Task brief: Each entry should be duplicated verbatim; its pictures should not be.

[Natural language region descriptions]
━━━━━━━━
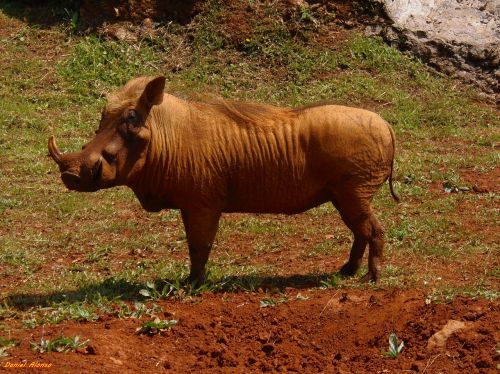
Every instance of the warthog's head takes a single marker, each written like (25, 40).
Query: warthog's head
(118, 151)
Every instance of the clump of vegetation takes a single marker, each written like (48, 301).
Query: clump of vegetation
(6, 344)
(156, 326)
(395, 347)
(61, 344)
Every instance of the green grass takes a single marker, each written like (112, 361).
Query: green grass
(60, 345)
(63, 251)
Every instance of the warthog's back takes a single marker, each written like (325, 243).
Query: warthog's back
(287, 162)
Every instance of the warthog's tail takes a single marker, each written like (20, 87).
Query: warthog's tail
(395, 197)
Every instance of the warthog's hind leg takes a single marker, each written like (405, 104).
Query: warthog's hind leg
(356, 256)
(357, 214)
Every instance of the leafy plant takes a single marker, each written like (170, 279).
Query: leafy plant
(6, 344)
(156, 326)
(332, 282)
(60, 344)
(270, 302)
(395, 347)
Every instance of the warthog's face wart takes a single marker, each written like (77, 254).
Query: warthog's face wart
(117, 153)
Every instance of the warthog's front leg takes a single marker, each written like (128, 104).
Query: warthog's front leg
(201, 227)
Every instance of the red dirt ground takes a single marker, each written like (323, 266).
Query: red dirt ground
(335, 331)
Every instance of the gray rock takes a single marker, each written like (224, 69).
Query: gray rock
(451, 35)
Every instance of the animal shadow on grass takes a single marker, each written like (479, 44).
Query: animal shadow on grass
(113, 289)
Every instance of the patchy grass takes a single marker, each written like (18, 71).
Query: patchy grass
(60, 250)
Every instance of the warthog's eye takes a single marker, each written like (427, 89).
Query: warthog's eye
(133, 118)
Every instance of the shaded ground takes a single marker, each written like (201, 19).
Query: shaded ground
(278, 305)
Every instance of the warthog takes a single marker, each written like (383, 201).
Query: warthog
(209, 158)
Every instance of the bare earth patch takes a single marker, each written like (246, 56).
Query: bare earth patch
(321, 331)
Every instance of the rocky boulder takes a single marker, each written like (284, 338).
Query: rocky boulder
(458, 37)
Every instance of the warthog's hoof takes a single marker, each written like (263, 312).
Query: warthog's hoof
(369, 277)
(348, 270)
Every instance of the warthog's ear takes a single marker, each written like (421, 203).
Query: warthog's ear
(153, 93)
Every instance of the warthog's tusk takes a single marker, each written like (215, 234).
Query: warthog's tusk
(54, 151)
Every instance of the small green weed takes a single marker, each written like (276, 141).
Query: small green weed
(333, 282)
(6, 344)
(60, 344)
(270, 302)
(395, 347)
(156, 326)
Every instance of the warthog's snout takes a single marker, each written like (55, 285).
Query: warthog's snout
(80, 171)
(71, 180)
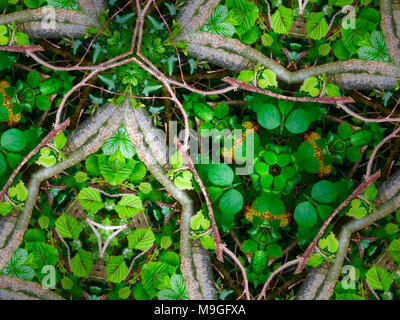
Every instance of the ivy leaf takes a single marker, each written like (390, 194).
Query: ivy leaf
(379, 279)
(177, 292)
(221, 175)
(128, 206)
(310, 86)
(245, 13)
(19, 191)
(116, 269)
(282, 20)
(268, 79)
(16, 266)
(297, 121)
(156, 276)
(324, 191)
(216, 24)
(119, 141)
(13, 140)
(231, 202)
(68, 227)
(90, 200)
(377, 51)
(305, 214)
(268, 116)
(316, 26)
(82, 263)
(394, 250)
(141, 239)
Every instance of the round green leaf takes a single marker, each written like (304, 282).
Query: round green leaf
(231, 202)
(3, 164)
(297, 121)
(324, 191)
(305, 214)
(268, 116)
(221, 175)
(13, 140)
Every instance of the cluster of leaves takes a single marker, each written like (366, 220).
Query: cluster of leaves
(283, 170)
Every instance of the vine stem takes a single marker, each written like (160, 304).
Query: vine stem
(380, 144)
(66, 246)
(242, 269)
(216, 235)
(367, 182)
(135, 258)
(248, 87)
(273, 274)
(50, 136)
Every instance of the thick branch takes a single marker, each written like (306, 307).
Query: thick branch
(187, 262)
(14, 237)
(389, 25)
(385, 72)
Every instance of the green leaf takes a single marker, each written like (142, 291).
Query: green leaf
(50, 86)
(119, 141)
(379, 279)
(282, 20)
(3, 164)
(156, 276)
(221, 110)
(129, 206)
(5, 208)
(68, 227)
(305, 214)
(268, 79)
(34, 79)
(116, 269)
(42, 102)
(141, 239)
(297, 121)
(259, 261)
(268, 116)
(353, 154)
(345, 131)
(324, 191)
(221, 175)
(310, 86)
(394, 250)
(316, 26)
(82, 263)
(90, 200)
(245, 14)
(273, 250)
(16, 266)
(377, 51)
(19, 191)
(13, 140)
(361, 138)
(231, 202)
(249, 246)
(177, 292)
(246, 76)
(203, 111)
(60, 140)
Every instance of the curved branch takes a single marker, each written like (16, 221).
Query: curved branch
(327, 287)
(388, 25)
(196, 14)
(145, 155)
(14, 237)
(386, 73)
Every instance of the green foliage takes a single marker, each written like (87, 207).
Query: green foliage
(291, 186)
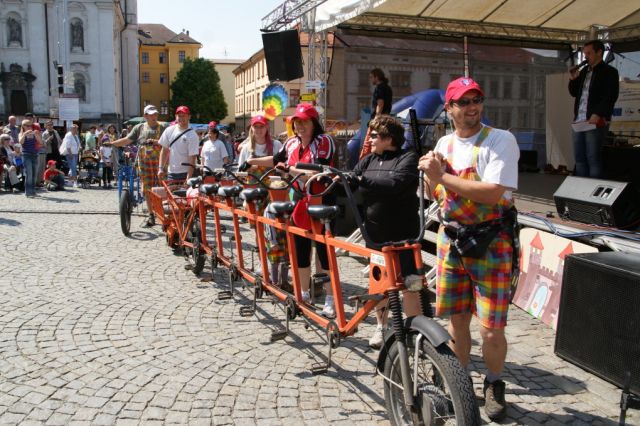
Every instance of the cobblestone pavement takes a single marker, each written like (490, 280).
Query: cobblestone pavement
(96, 328)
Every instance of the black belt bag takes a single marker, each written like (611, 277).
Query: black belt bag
(474, 240)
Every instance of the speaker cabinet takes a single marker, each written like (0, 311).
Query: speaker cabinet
(597, 201)
(599, 316)
(283, 55)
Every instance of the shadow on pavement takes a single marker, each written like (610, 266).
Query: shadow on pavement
(143, 236)
(9, 222)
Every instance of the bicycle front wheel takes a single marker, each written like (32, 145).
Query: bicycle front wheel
(125, 209)
(445, 394)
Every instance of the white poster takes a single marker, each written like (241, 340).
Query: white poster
(69, 108)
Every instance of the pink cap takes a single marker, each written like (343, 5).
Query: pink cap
(458, 87)
(183, 110)
(259, 119)
(305, 112)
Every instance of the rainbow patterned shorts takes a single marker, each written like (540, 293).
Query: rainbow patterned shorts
(479, 286)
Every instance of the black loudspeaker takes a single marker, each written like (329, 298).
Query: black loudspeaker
(599, 316)
(283, 55)
(597, 201)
━━━━━━━━
Exercise answer:
Every instance of the warthog's head takes a single marker, each written like (25, 40).
Query: warthog's head
(118, 151)
Every instance of the clump of vegetation takes a single marker, each written like (48, 301).
Query: clump of vegetation
(6, 344)
(156, 326)
(395, 347)
(61, 344)
Every instance of the green grass takes a single marker, each written like (112, 361).
Query: green grass
(60, 345)
(63, 251)
Every instance of the warthog's back takes a single marker, each written like (325, 243).
Query: warthog's back
(287, 162)
Every instance of the warthog's tail takes a single marker, each written like (20, 87).
Query: warthog's tail
(395, 197)
Every instance of the warthog's hind leg takes a single marker, each written like (405, 104).
Query: warthog's hind leg
(356, 256)
(357, 214)
Every instance of the leafy plant takes a single marker, each written like (170, 279).
Query: leafy plant
(6, 344)
(156, 326)
(332, 282)
(60, 344)
(270, 302)
(395, 347)
Every instance of the warthog's face wart takes a single marker, each written like (77, 254).
Query: warthog's face wart
(117, 153)
Every instance of the warthog's front leg takes a single marker, each written like (128, 104).
Query: warthog's front leg
(201, 227)
Every instance of the red dirt ground takes a single marker, each written like (323, 266).
Query: red dirt ground
(335, 331)
Every instance of the gray rock takes a single marker, each written like (224, 69).
Query: gray rock
(451, 35)
Every instance of the animal shadow on grass takes a single marker, each written like (479, 44).
Query: animal shadow on grass
(113, 289)
Every instance of the patchy grass takes a single marker, each written like (18, 71).
Query: patchy grass
(60, 250)
Every instance of the warthog's eye takes a single marker, each written like (427, 89).
Query: warthog's eye
(133, 118)
Every instance of the shaded ground takes a single marker, each written like (201, 19).
Query: shaded ground
(278, 305)
Every instance of the warthog takes a single marker, each written like (383, 201).
Query: warthog
(209, 158)
Every instance of the bare earth patch takes a single marker, each written like (246, 56).
Query: bare earth patch
(321, 331)
Every instance of the rocky boulder takes a single marker, each written like (284, 338).
Query: rocky boulder
(458, 37)
Every instance of the warthog's hoof takes a single marker, each written like (263, 312).
Query: warthog's hoof
(369, 277)
(348, 270)
Every instance of the warthog's ear takes a single marker, each written like (421, 203).
Query: warthog's ear
(153, 93)
Every instance of the warthog's tusk takes a single marker, each written like (215, 234).
Query: warthog's tusk
(54, 151)
Every instance of the small green weed takes a single marker, each written like (276, 141).
Query: small green weed
(333, 282)
(6, 344)
(60, 344)
(270, 302)
(395, 347)
(156, 326)
Every instance of the warthog's snout takes a single marker, each written like (55, 285).
Query: warthog's snout
(80, 171)
(71, 180)
Every instance of the ivy leaf takes a single marker, each written like (390, 194).
Query: ivy leaf
(379, 279)
(177, 292)
(221, 175)
(128, 206)
(310, 86)
(245, 13)
(19, 191)
(116, 269)
(282, 20)
(268, 79)
(16, 266)
(297, 121)
(156, 276)
(324, 191)
(216, 24)
(119, 141)
(13, 140)
(231, 202)
(68, 227)
(90, 200)
(377, 51)
(305, 214)
(268, 116)
(316, 26)
(82, 263)
(394, 250)
(141, 239)
Every instance of the round green leaf takes a single marker, each written like (304, 282).
Query: round green leaf
(231, 202)
(3, 164)
(297, 121)
(324, 191)
(305, 214)
(268, 116)
(221, 175)
(13, 140)
Every instance of the cluster of leaves takes a single marker, each written like (366, 220).
Query: cluster of leaves
(283, 170)
Every instance of the vine stem takes a single marker, each written like (160, 304).
Query: vine stem
(380, 144)
(66, 246)
(242, 269)
(216, 235)
(367, 182)
(135, 258)
(248, 87)
(273, 274)
(50, 136)
Every instance of the thick branch takes a single marker, each written like (306, 307).
Query: thick branch
(187, 262)
(14, 237)
(389, 25)
(385, 72)
Every instance of the green leaf takes a single marker, each written like (142, 291).
Query: green leaf
(50, 86)
(119, 141)
(379, 279)
(282, 20)
(3, 164)
(156, 276)
(221, 110)
(129, 206)
(5, 208)
(68, 227)
(305, 214)
(268, 79)
(34, 79)
(116, 269)
(42, 102)
(141, 239)
(297, 121)
(259, 261)
(268, 116)
(353, 154)
(345, 131)
(324, 191)
(221, 175)
(310, 86)
(394, 250)
(316, 26)
(82, 263)
(90, 200)
(245, 14)
(273, 250)
(16, 266)
(377, 51)
(19, 191)
(13, 140)
(361, 138)
(231, 202)
(249, 246)
(177, 292)
(246, 76)
(203, 111)
(60, 140)
Every instance of the curved branch takes a single marker, each written like (16, 221).
Query: curved branch
(327, 287)
(388, 25)
(196, 14)
(145, 155)
(14, 237)
(386, 73)
Every instance of the green foliage takes a single marker, each written like (87, 207).
Query: green foliage
(291, 186)
Every instance of the cobblestone pavement takes a single marker, each written like (490, 280).
Query: cobblestone pavement
(96, 328)
Every instance of the black belt bag takes a single marker, each written like (611, 277).
Query: black belt bag
(474, 240)
Every instance of the speaker cabinet takes a single marker, each written like (0, 311).
Query: speaker cabinet
(597, 201)
(599, 316)
(283, 55)
Every instance of the shadow on pavement takes a single marker, each written like (610, 266).
Query: shadow on pavement
(143, 236)
(9, 222)
Every instance of the bicycle front wheel takes a single marker, each written like (32, 145).
Query: bicycle front wheel
(125, 209)
(445, 394)
Every instance of the white poster takes a single marker, each written like (241, 340).
Query: white poster
(69, 108)
Every instance of the pink cap takes a single marker, each written like (343, 5).
Query: pink cap
(458, 87)
(183, 110)
(259, 119)
(305, 112)
Every instance of the rainbow patterned shorts takes a single marker, each written like (540, 293).
Query: rainbow patterned shorts
(479, 286)
Every instance of the black loudspeaker takes a single marker, each written like (329, 298).
Query: black loudspeaker
(599, 316)
(283, 55)
(597, 201)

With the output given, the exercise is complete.